- **WHAT YOU WILL DO**:
a) In the Kindle textbook rental article, what is the maximum number of days a textbook can be rented?
b) Extend the Kindle textbook rental article beyond its final sentence.

- **TEXT BLOCK**:

● ● ● ●

Business Insider's Ellis Hamburger has a tabloid-type headline about Amazon wanting to kill bookstores all over again. The earlier Google title for the page merely says,
"Amazon's New Kindle Textbook Rentals Will Save Students A TON Of Money."
That last part seems true. You can see the details at the Amazon page for the Kindle Textbook Rental page, which is headlined "Save up to 80%..." and then explains that this would be "off the list price of the print textbook."
TIME.com considers this "Good News, Students..."
How Renting Works
The shorter the rental, the less it costs. The minimum-length rental is typically 30 days, and with that the savings are 80% off the list price.
After that you pay for added days, and the Amazon page provides a calculator-box that shows you how much it would be for a date-range. The maximum number of days is 360.
Students can also choose to purchase the book they're renting at any time.
"Read Once, Read Everywhere" - The textbooks can be read on Kindle reading apps for PC, Mac, iPad, iPhone, Android device, Windows Phone 7, Blackberry or, of course, on a Kindle.
Amazon adds that "Tens of thousands of textbooks are available for the 2011 school year from leading textbook publishers such as John Wiley & Sons, Elsevier and Taylor & Francis."
Annotations stay accessible - normally lost when a rented book is returned.

● ● ● ●

- **ENTRIES PROVIDED**:
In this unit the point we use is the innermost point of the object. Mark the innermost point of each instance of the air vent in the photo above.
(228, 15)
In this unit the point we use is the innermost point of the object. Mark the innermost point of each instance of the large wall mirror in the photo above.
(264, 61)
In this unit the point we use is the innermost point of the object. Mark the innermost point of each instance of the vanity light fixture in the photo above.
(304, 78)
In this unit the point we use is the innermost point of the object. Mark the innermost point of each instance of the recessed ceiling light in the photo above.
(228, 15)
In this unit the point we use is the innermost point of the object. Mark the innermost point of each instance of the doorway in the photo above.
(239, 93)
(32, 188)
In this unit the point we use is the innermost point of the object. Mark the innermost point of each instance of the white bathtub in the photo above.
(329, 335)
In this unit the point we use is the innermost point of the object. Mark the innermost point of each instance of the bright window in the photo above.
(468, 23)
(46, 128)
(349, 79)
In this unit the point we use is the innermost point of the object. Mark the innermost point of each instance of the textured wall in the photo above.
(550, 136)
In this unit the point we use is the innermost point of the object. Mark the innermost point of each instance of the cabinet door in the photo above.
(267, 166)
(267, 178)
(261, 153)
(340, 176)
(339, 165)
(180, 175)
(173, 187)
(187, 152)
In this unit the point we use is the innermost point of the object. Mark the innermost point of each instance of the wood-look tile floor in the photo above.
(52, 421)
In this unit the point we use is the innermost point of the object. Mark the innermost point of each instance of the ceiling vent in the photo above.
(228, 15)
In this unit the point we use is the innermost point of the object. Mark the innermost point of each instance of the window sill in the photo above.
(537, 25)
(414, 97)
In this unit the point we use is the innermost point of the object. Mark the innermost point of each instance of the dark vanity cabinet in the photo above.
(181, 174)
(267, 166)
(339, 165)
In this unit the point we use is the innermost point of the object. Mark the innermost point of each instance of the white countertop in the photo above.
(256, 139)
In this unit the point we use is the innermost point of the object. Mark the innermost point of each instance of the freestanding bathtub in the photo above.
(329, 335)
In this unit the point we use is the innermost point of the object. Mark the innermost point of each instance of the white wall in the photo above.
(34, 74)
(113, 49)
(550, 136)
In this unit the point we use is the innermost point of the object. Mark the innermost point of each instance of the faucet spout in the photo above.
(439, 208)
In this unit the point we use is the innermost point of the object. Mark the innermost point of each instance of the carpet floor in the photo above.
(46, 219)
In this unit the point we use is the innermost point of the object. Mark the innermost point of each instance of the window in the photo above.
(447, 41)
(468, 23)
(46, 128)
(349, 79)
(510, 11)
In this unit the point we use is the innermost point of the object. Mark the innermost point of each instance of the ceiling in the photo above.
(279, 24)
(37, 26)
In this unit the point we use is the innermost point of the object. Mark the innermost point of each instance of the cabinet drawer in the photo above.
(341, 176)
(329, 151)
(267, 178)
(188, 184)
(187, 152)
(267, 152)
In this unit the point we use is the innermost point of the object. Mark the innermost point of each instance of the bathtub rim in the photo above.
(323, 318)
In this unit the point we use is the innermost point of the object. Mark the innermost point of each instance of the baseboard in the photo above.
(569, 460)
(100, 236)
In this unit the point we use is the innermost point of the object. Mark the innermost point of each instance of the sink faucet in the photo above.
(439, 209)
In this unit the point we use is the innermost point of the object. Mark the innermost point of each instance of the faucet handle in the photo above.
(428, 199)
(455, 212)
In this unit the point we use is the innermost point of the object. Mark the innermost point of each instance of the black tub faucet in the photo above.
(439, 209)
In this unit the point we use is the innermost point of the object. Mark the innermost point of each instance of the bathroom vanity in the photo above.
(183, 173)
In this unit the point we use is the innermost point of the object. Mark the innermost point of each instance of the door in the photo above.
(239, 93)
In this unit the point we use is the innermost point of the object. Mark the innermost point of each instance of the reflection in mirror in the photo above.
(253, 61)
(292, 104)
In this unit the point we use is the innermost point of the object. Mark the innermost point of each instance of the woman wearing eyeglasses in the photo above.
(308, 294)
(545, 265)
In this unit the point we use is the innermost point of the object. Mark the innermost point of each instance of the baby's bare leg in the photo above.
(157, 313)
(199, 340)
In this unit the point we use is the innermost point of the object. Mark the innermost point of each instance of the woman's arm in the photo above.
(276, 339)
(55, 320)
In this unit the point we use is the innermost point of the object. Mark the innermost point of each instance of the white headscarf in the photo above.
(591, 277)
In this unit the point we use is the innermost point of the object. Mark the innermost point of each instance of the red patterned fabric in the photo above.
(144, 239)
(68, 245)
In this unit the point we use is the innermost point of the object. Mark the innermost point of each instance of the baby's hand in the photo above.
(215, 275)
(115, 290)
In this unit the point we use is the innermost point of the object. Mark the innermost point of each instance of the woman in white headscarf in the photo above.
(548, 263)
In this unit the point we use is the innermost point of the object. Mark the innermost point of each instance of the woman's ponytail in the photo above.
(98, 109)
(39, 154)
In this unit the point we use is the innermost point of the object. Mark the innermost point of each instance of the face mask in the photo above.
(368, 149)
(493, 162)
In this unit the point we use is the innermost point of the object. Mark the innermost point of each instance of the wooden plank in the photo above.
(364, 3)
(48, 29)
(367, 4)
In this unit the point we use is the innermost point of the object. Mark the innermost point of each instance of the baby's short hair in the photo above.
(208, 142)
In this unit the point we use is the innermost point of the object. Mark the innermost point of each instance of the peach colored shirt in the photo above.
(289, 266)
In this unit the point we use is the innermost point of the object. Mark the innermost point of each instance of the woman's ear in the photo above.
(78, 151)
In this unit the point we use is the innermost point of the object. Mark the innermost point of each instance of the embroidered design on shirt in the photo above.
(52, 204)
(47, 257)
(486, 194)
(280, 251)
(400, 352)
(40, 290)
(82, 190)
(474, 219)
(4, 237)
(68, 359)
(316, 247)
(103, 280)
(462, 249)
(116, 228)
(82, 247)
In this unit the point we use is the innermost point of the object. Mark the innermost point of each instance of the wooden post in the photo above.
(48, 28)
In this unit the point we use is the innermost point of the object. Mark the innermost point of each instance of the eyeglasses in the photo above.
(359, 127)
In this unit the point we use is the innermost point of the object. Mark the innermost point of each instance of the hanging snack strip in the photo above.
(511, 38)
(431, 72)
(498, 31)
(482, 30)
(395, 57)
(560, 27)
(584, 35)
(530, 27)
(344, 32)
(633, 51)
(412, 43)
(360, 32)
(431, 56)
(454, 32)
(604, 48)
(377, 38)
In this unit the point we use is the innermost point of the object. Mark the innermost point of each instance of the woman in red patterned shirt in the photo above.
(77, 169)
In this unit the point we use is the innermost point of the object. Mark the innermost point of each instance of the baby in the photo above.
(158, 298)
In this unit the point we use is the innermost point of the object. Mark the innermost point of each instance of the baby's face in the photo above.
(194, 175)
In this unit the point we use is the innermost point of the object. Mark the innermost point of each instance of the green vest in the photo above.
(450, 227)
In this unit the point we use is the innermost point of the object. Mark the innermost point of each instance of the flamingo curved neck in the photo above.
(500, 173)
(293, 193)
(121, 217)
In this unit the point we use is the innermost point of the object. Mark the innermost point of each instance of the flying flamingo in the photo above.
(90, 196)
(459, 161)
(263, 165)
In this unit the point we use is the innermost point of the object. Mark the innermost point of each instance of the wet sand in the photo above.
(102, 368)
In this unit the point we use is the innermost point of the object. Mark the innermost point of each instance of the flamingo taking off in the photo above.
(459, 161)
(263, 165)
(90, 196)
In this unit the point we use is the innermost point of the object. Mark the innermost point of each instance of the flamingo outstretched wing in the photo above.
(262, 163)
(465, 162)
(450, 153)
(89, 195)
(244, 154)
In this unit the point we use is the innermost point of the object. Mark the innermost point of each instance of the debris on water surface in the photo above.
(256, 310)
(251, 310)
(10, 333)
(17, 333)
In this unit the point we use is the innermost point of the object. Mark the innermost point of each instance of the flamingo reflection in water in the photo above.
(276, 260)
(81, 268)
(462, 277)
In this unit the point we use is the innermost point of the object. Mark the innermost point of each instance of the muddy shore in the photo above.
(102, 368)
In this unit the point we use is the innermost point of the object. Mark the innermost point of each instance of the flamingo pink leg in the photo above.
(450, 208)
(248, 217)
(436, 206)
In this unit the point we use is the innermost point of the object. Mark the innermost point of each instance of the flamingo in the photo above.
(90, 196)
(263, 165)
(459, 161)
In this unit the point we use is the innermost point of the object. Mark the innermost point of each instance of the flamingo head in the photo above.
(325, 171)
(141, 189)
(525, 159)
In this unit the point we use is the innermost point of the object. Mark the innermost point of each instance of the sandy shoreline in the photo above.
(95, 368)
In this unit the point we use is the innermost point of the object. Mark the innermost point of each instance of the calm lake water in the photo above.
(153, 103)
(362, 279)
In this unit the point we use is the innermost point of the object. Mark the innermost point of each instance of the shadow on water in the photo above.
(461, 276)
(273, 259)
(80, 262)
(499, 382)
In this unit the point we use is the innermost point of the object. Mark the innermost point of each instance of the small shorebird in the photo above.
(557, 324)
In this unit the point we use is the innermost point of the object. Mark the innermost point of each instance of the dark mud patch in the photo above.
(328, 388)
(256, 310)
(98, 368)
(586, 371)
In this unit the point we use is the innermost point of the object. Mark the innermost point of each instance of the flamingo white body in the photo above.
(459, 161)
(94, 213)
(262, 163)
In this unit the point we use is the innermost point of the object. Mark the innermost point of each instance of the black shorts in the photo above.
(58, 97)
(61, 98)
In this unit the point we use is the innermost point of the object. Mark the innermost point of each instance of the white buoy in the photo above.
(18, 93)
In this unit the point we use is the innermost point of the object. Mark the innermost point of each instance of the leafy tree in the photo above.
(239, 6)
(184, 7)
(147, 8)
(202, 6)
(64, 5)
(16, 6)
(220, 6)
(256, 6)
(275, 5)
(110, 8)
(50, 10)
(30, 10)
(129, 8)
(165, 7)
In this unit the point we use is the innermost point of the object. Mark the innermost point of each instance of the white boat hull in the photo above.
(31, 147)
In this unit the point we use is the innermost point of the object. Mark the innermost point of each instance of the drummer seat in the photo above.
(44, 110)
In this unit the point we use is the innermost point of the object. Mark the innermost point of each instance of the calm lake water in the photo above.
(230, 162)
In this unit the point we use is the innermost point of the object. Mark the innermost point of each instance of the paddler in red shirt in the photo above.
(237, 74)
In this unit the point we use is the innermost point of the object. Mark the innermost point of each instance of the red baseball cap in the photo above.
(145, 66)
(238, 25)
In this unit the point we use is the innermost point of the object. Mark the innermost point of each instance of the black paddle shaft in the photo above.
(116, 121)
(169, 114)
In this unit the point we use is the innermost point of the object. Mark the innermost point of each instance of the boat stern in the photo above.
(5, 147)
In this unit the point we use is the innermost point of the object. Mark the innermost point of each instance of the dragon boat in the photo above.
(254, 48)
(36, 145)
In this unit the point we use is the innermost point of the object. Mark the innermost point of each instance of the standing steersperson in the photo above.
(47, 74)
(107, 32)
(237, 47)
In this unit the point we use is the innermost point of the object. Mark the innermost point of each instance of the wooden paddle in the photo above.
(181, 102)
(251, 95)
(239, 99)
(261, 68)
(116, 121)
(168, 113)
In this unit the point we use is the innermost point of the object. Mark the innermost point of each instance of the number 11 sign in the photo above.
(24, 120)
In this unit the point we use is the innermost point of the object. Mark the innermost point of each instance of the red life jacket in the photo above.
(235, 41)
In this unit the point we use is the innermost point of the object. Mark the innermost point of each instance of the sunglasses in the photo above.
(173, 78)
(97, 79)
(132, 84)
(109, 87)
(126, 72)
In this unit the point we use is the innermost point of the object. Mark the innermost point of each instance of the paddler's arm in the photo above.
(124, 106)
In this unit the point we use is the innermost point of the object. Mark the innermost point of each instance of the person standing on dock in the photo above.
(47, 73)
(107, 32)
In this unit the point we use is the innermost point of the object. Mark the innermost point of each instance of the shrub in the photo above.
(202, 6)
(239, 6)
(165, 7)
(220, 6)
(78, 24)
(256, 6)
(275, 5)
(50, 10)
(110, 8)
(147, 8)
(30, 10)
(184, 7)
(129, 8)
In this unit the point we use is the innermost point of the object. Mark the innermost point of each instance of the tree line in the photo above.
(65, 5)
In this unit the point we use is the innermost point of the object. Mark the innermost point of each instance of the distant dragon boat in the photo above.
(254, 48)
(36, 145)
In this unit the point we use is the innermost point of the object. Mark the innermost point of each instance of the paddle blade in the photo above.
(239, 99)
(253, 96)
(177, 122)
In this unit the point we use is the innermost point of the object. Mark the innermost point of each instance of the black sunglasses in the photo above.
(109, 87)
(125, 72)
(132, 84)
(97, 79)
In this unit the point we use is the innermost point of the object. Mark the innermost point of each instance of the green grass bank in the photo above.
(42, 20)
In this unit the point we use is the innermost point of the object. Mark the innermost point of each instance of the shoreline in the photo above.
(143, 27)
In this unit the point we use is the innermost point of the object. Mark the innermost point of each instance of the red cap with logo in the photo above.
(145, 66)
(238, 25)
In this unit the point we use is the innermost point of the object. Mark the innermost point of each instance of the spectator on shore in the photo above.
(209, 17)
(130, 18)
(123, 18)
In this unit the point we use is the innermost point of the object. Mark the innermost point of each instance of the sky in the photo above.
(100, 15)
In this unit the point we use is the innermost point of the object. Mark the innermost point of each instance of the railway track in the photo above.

● ● ● ●

- **OUTPUTS FOR THE TASKS**:
a) 360 days.

b)
' "We've done a little something extra we think students will enjoy," continued [Dave Limp, vice president, Amazon Kindle]. "Normally, when you sell your print textbook at the end of the semester you lose all the margin notes and highlights you made as you were studying.
We're extending our Whispersync technology so that you get to keep and access all of your notes and highlighted content in the Amazon Cloud, available anytime, anywhere - even after a rental expires. If you choose to rent again or buy at a later time, your notes will be there just as you left them, perfectly Whispersynced." '
UPDATE
Here's the page for Finding textbooks, which I left off yesterday but which is in tiny print on the Textbook Rental information page.
I tried by entering 'chemistry' to see what they had. The search results included hardcovers and paperbacks; however, they also have "Format" at the top left and you can choose "Kindle edition" -- which gives you books about types of chemistry you probably wouldn't have in mind. But turn the page and there'll tend to be more relevant results
I had MUCH BETTER RESULTS by typing "chemistry textbooks" (it seems to me they should have search logic for 'textbook' in a textbook search but they don't, maybe because not all textbooks are identified with that key word (I don't know).
A good feature, by the way, in case you're assigned several textbooks, is the ability to enter at one time, one or more ISBN numbers, with dashes removed and ISBN numbers separated by a comma, space, or Return.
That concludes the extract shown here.